Document excerpt:
This notebook will be a recreation of the study `Li, H., Cao, Y., Li, S., Zhao, J., & Sun, Y. (2020). XGBoost model and its application to personal credit evaluation. IEEE Intelligent Systems, 35(3), 52-61.`. The study originally uses dataset from Lending Club, but this source is not available anymore. Though, there copies available on kaggle. The dataset can be found [here](https://www.kaggle.com/datasets/wordsforthewise/lending-club/data).

Authors:
- Adam Janczyszyn
- Hubert Wojewoda
- Jakub Wujec
- Jakub Żmujdzin

### Data Loading

In [1]:
import pandas as pd
df = pd.read_csv('data/credit_card_2018.csv')

  df = pd.read_csv('data/credit_card_2018.csv')


Let us preprocess the data according to the study's methodology.
We start off by mapping the target variable to 0 and 1. Then, we run sampling for each month - we take 4 times as many good clients as bad clients.

In [2]:
from rr_project.data_wrangling import preprocess_data
preprocessed_df = preprocess_data(df)

  df["issue_d"] = pd.to_datetime(df.issue_d)


Source data shape: (127702, 153). 
Source data target distribution:
target
0    124626
1      3076
Name: count, dtype: int64
Bads for month 1: 420. Goods for month 1: 1680.
Bads for month 2: 323. Goods for month 2: 1292.
Bads for month 3: 390. Goods for month 3: 1560.
Bads for month 4: 394. Goods for month 4: 1576.
Bads for month 5: 361. Goods for month 5: 1444.
Bads for month 6: 310. Goods for month 6: 1240.
Bads for month 7: 271. Goods for month 7: 1084.
Bads for month 8: 213. Goods for month 8: 852.
Bads for month 9: 136. Goods for month 9: 544.
Bads for month 10: 133. Goods for month 10: 532.
Bads for month 11: 80. Goods for month 11: 320.
Bads for month 12: 45. Goods for month 12: 180.
Undersampled data shape: (15380, 153). 
Undersampled data target distribution:
target
0    12304
1     3076
Name: count, dtype: int64


At this first step, we already have discrepancies to the original study:
- though the number of rows is the same, there are 10 additional columns (153 vs 143). They are mainly related to metadata (e.g. url of download) and should not be used in the analysis.
- There is a difference in the number of "bad" clients. The authors used the following mapping: ["Fully Paid", "Current", "In Grace Period"] for good clients, all other for bad clients. Though, the authors obtain over 5k defaults, while we have only a bit over 3k. Due to that, the overall sampled row number is decrased from ~25k to ~15k.

Let us run feature selection for preprocessing. The authors have listed over 30 columns to drop by "manual selection". Furthermore, they get rid of all features with NaN proportion over 0.5. We will follow this approach.

In [3]:
from rr_project.data_wrangling import preprocessing_feature_selection
feature_selected_df = preprocessing_feature_selection(preprocessed_df)
print("Feature selected data shape: ", feature_selected_df.shape)

Short task 1:
From the credit evaluation notebook, return the stretch from "Bads for month 2: 323." through "month 7: 1084.", word for word.
Short task 2:
Answer these about the credit evaluation notebook:
(a) How many additional columns does this dataset have compared with the original study?
(b) How many bad clients were sampled for month 1?
(c) Above what NaN proportion are features dropped?
The listing that comes next is separate material with no connection to the credit evaluation notebook.

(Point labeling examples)
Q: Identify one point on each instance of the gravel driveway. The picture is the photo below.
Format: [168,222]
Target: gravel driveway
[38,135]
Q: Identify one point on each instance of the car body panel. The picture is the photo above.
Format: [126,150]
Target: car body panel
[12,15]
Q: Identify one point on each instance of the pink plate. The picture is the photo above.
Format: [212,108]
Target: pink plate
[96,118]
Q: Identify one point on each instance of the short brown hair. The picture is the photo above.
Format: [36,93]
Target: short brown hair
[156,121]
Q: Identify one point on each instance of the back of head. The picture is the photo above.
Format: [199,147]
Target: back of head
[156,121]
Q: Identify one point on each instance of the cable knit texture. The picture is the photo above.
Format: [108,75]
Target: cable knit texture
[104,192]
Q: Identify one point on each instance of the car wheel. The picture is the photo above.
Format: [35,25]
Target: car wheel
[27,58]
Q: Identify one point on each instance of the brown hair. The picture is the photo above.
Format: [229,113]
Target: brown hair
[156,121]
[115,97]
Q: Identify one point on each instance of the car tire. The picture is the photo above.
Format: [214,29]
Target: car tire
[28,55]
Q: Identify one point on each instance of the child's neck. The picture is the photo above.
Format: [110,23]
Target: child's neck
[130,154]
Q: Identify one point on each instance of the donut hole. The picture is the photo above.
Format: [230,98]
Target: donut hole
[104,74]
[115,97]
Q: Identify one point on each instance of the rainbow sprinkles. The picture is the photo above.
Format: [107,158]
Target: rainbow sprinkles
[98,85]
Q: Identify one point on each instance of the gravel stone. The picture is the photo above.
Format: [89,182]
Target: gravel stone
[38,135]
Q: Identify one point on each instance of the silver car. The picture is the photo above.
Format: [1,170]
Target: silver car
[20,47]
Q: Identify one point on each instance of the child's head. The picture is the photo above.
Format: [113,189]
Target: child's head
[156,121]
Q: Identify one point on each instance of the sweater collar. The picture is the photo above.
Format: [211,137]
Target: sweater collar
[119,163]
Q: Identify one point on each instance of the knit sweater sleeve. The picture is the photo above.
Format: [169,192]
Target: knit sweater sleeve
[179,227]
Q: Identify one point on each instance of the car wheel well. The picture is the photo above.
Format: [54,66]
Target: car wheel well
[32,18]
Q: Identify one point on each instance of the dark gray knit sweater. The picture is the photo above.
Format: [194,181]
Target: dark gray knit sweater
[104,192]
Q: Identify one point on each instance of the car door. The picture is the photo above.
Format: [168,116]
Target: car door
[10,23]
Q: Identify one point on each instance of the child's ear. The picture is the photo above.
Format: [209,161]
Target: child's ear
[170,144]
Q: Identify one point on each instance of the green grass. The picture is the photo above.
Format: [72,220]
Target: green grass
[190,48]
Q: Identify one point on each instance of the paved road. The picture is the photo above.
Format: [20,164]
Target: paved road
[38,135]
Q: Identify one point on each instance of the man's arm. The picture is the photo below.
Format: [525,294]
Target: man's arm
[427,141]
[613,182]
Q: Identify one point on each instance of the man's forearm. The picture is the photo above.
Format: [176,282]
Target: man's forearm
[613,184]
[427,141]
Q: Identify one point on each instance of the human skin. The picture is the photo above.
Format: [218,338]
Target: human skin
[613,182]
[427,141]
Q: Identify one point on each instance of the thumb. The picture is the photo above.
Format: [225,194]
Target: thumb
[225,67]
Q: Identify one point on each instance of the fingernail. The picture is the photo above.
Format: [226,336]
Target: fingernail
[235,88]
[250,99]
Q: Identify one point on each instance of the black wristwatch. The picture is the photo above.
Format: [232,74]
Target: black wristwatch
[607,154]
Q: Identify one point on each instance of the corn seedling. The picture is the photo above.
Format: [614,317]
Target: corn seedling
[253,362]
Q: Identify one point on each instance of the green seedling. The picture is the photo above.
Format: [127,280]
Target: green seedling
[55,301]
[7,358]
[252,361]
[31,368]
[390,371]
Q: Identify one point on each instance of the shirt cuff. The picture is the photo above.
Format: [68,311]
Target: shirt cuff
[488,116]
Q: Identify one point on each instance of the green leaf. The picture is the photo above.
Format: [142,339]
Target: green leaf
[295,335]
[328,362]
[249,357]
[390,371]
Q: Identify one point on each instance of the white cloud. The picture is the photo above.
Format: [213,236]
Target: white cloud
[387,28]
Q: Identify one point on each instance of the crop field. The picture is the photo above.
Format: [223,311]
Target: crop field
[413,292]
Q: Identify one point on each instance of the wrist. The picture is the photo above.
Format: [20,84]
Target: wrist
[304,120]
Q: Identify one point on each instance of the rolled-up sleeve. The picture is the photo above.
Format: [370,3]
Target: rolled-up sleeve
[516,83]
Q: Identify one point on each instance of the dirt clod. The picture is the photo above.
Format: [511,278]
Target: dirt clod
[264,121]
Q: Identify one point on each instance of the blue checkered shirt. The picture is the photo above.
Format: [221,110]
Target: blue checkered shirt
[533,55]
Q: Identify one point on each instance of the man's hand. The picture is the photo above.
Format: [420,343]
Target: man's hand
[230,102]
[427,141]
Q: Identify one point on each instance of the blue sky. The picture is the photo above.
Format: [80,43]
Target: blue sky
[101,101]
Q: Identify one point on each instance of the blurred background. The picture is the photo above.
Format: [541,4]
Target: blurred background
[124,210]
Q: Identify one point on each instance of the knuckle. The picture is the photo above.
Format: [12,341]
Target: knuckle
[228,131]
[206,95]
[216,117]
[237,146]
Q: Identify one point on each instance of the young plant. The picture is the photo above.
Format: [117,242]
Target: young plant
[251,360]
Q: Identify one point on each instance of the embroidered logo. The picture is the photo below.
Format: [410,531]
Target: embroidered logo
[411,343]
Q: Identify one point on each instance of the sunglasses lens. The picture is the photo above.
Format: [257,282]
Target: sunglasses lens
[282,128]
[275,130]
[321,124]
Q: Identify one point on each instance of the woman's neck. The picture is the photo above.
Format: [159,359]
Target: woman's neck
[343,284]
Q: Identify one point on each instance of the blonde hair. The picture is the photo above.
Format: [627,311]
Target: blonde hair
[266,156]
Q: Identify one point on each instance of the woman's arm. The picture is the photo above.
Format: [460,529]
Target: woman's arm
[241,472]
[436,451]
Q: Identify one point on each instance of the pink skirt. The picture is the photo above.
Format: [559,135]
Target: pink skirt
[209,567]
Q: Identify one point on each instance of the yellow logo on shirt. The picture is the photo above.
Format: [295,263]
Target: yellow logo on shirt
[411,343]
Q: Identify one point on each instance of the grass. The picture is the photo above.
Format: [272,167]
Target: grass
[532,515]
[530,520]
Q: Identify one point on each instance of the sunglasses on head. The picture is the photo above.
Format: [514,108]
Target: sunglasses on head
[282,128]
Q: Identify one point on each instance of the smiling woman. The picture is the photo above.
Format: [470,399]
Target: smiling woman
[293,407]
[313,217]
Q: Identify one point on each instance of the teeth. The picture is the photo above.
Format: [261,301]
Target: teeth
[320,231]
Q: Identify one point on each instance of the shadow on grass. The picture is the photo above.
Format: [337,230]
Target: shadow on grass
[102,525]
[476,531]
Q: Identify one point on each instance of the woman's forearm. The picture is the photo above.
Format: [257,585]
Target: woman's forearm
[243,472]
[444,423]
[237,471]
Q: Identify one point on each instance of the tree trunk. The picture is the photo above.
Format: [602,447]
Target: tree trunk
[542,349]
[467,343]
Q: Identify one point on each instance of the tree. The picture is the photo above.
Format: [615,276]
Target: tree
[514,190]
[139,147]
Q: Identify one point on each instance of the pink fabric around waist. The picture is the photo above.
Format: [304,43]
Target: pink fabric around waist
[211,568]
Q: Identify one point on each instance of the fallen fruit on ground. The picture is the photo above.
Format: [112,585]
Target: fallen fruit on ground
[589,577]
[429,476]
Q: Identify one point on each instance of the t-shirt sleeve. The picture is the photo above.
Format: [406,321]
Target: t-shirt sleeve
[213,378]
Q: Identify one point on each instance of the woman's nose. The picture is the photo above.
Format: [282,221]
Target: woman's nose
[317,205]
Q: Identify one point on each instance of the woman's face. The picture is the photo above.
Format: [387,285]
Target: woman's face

Worked solution 1:
Bads for month 2: 323. Goods for month 2: 1292.
Bads for month 3: 390. Goods for month 3: 1560.
Bads for month 4: 394. Goods for month 4: 1576.
Bads for month 5: 361. Goods for month 5: 1444.
Bads for month 6: 310. Goods for month 6: 1240.
Bads for month 7: 271. Goods for month 7: 1084.

Worked solution 2:
(a) 10 (153 vs 143)
(b) 420
(c) 0.5